Your whole reply should be the lines from the one that contains "# return x and y for each instance of the dark" through the last line of the listing, copied exactly.

● **Input material**:
§ §

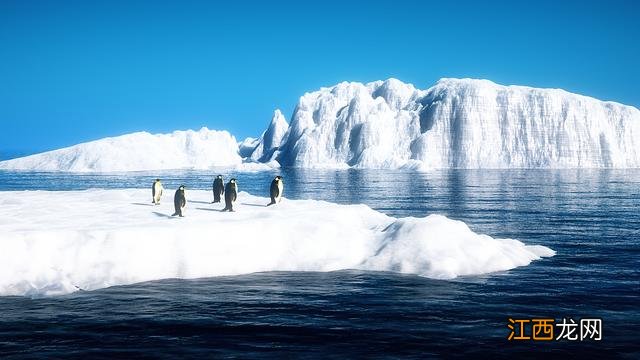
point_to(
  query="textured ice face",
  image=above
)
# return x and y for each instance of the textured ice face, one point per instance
(459, 123)
(189, 149)
(267, 146)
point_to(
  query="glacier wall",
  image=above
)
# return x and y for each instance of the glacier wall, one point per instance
(459, 123)
(139, 151)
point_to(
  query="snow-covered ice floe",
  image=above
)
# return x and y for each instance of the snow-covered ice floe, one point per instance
(59, 242)
(457, 123)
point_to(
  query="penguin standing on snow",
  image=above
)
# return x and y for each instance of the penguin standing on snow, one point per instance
(277, 186)
(218, 188)
(156, 191)
(230, 195)
(179, 201)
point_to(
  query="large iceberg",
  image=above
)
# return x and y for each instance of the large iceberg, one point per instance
(458, 123)
(139, 151)
(98, 238)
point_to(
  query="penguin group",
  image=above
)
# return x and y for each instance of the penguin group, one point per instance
(230, 192)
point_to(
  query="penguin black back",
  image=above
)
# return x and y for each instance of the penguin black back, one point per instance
(275, 190)
(179, 201)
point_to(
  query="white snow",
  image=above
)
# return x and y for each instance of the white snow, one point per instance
(139, 151)
(56, 242)
(267, 146)
(458, 123)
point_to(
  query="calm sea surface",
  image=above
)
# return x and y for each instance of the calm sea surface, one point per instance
(590, 217)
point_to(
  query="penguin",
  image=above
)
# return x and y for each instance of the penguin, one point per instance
(230, 195)
(179, 201)
(218, 188)
(277, 186)
(156, 191)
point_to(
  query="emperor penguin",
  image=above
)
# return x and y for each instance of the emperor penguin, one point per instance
(156, 191)
(277, 186)
(230, 195)
(218, 188)
(179, 201)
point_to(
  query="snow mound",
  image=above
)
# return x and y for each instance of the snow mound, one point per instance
(459, 123)
(99, 238)
(139, 151)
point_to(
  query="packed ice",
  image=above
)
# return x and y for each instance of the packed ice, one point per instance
(457, 123)
(92, 239)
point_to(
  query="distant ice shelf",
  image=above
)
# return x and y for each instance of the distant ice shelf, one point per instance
(99, 238)
(458, 123)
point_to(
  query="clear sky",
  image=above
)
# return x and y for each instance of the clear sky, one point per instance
(73, 71)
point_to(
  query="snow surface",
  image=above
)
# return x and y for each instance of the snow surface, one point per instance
(139, 151)
(458, 123)
(267, 146)
(62, 241)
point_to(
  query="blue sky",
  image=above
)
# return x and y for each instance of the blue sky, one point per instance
(73, 71)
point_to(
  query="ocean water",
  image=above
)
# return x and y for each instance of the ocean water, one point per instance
(591, 218)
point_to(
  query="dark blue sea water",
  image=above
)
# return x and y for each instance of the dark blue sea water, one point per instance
(590, 217)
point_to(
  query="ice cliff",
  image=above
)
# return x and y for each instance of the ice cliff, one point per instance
(458, 123)
(189, 149)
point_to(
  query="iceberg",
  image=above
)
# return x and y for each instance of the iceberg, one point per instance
(94, 239)
(457, 123)
(139, 151)
(266, 147)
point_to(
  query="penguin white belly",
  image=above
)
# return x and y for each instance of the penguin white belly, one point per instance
(158, 192)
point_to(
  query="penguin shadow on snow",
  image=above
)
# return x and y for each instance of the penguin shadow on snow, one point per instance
(163, 215)
(143, 204)
(207, 209)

§ §

● **Expected answer**:
# return x and y for each instance of the dark blue sea water, one point per instance
(590, 217)
point_to(
  query="ice cliff",
  image=above
)
# return x and y for each instance of the ice cliff, one point per instance
(458, 123)
(189, 149)
point_to(
  query="iceberg",
  image=above
)
# return x and y for each instance of the iceberg, one point per instance
(94, 239)
(457, 123)
(139, 151)
(266, 147)
point_to(
  query="penguin white belly",
  image=above
)
# return x and y for each instance of the penguin white belly, one point per instance
(158, 192)
point_to(
  query="penguin shadow on snow",
  image=above
)
# return x and y for each instance of the penguin shadow on snow, one point per instance
(163, 215)
(143, 204)
(207, 209)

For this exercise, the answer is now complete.